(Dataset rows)
┌────────

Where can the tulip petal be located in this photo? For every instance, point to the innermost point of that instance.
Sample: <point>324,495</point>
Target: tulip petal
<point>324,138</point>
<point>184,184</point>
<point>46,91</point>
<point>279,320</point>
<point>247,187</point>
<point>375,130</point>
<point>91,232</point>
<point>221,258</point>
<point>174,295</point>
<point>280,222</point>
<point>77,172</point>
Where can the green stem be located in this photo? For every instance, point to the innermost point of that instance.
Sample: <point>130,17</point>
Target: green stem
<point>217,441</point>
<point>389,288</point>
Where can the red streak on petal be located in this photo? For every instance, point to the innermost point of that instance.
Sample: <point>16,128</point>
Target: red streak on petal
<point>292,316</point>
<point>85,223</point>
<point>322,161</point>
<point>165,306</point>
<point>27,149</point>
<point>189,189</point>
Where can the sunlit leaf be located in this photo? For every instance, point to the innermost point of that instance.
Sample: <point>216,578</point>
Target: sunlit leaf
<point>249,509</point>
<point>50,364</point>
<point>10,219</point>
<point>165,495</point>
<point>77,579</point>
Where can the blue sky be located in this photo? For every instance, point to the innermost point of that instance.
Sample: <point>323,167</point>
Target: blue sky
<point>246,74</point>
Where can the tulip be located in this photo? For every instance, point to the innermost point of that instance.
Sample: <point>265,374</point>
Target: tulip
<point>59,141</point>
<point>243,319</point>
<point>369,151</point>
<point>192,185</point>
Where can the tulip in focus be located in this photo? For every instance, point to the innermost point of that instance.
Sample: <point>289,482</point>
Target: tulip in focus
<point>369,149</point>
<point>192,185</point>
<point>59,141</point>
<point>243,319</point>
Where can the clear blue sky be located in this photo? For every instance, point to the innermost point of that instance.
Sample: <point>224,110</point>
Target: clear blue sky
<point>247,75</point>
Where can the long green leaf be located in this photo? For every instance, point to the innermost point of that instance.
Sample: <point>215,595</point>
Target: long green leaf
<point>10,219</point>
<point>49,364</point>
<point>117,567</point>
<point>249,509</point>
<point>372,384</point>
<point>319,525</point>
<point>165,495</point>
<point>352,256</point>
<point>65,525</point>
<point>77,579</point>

└────────
┌────────

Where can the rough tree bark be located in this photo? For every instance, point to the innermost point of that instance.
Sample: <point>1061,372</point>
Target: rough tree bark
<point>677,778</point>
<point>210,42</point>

└────────
┌────────

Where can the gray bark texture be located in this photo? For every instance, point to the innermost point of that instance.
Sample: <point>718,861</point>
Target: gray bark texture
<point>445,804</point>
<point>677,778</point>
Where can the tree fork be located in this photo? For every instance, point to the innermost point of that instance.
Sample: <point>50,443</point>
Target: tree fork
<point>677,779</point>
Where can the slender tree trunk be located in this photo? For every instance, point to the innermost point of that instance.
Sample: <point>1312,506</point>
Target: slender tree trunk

└────────

Reproduce the records from the line containing "Where can the gray" through the line containing "Target: slender tree trunk", changing "tree fork" to "forked branch" and leaving all else unaltered.

**FULL OUTPUT**
Where can the gray bark texture be located in this photo? For every instance, point to the innermost point of that instance.
Sample: <point>718,861</point>
Target: gray bark texture
<point>445,804</point>
<point>677,778</point>
Where can the forked branch be located in this photo? For every instance, point to the innermost point of that instance.
Sample: <point>50,443</point>
Target: forked branch
<point>677,779</point>
Where can the slender tree trunk be located in this photo? For every instance, point to the innermost point of that instance.
Sample: <point>1312,506</point>
Target: slender tree trunk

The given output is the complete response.